The National Park Service’s Cultural Resource Office and Climate Change Response Program are currently supporting a project to develop a toolkit based on this more human-centered and narrative approach. Villano and I are working with Nichole McHenry, NPS Diversity and Inclusion Program Manager, to test and expand our preliminary ideas with a small range of parks and then, by early 2022, present a tool for supporting national parks and other sites with expanded strategies for interpreting climate change and inspiring action.
We believe that climate change interpretation is an important next step in the role of historic places as both reflections of—and shapers of—societal values, and as inspirations to action. As heritage pioneer Tilden Freeman wrote in 1957, “the chief aim of interpretation is not instruction, but provocation.” The narratives we craft can reveal histories of loss and resilience, deepen understanding of and connections to places that will undergo dramatic changes, and reinforce the importance of understanding legacies of environmental injustice in addressing the effects of our climate emergency. In addition to making the historic roots of climate change clear, we can provide examples when society reorganized to face immense challenges. Narratives like these can allow visitors and community members to envision their own roles in addressing our climate emergency with the knowledge, urgency, and hope required.
~Donna Graves is an independent public historian/urban planner based in Berkeley, CA. She develops interdisciplinary projects emphasizing social justice and sense of place—and now the importance of mobilizing around the climate emergency. Her recent essays have appeared in The Public Historian, Change Over Time, and Columbia University’s Issues in Preservation Policy series.

→ Data excerpt:

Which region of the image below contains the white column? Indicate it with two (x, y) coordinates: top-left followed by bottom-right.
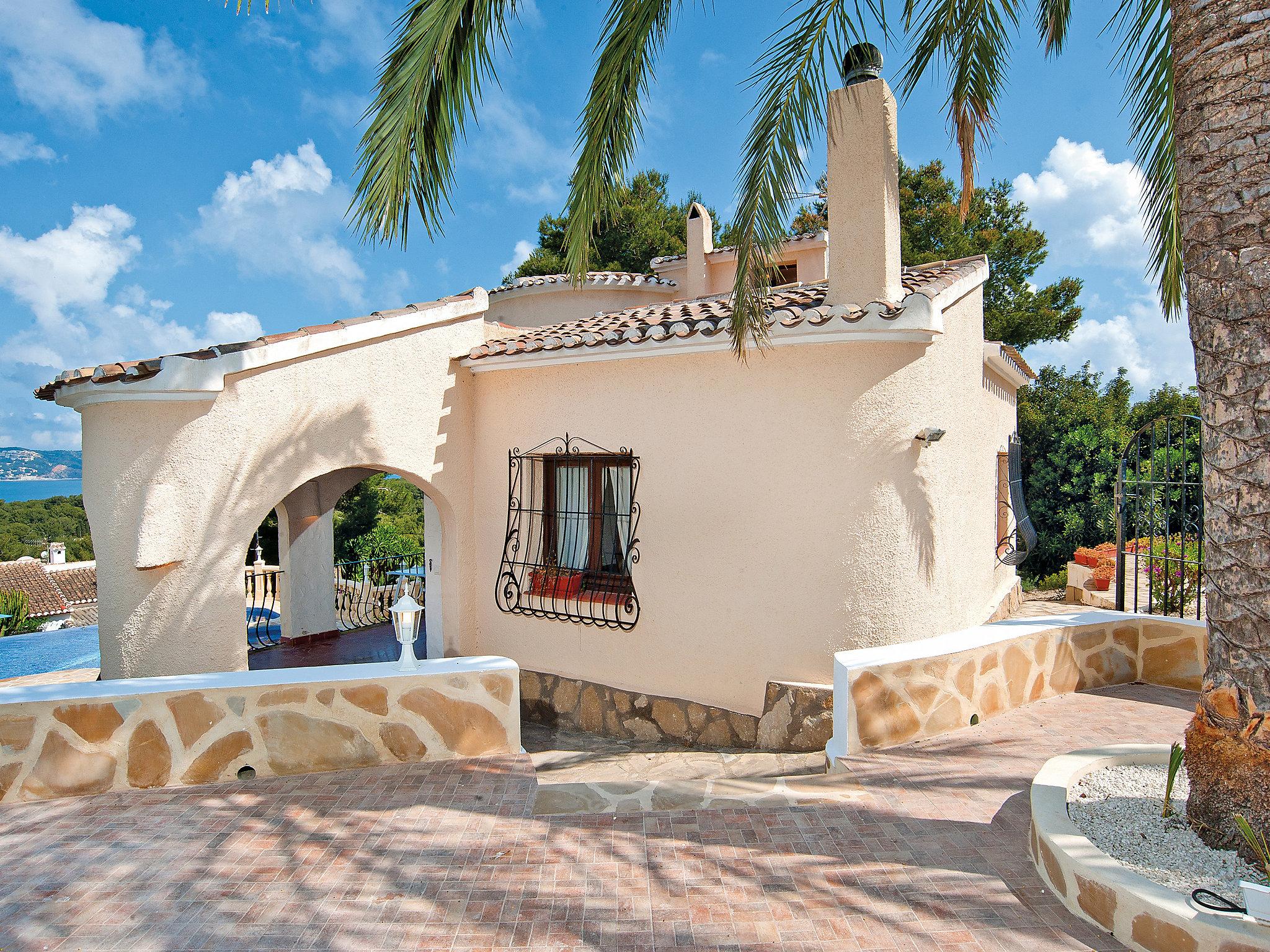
(277, 482), (335, 641)
(423, 496), (446, 658)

→ Problems to work on:
**1.** In which publications or series does the passage on climate change interpretation say Donna Graves's recent essays have appeared?
**2.** Answer these questions from the passage on climate change interpretation, labeling your answers (a), (b), and (c):
(a) By when is the tool for national parks and other sites to be presented?
(b) What position does Nichole McHenry hold?
(c) Where is Donna Graves based?

→ Written answers:
**1.**
The Public Historian
Change Over Time
Columbia University's Issues in Preservation Policy series

**2.**
(a) By early 2022.
(b) NPS Diversity and Inclusion Program Manager.
(c) Berkeley, CA.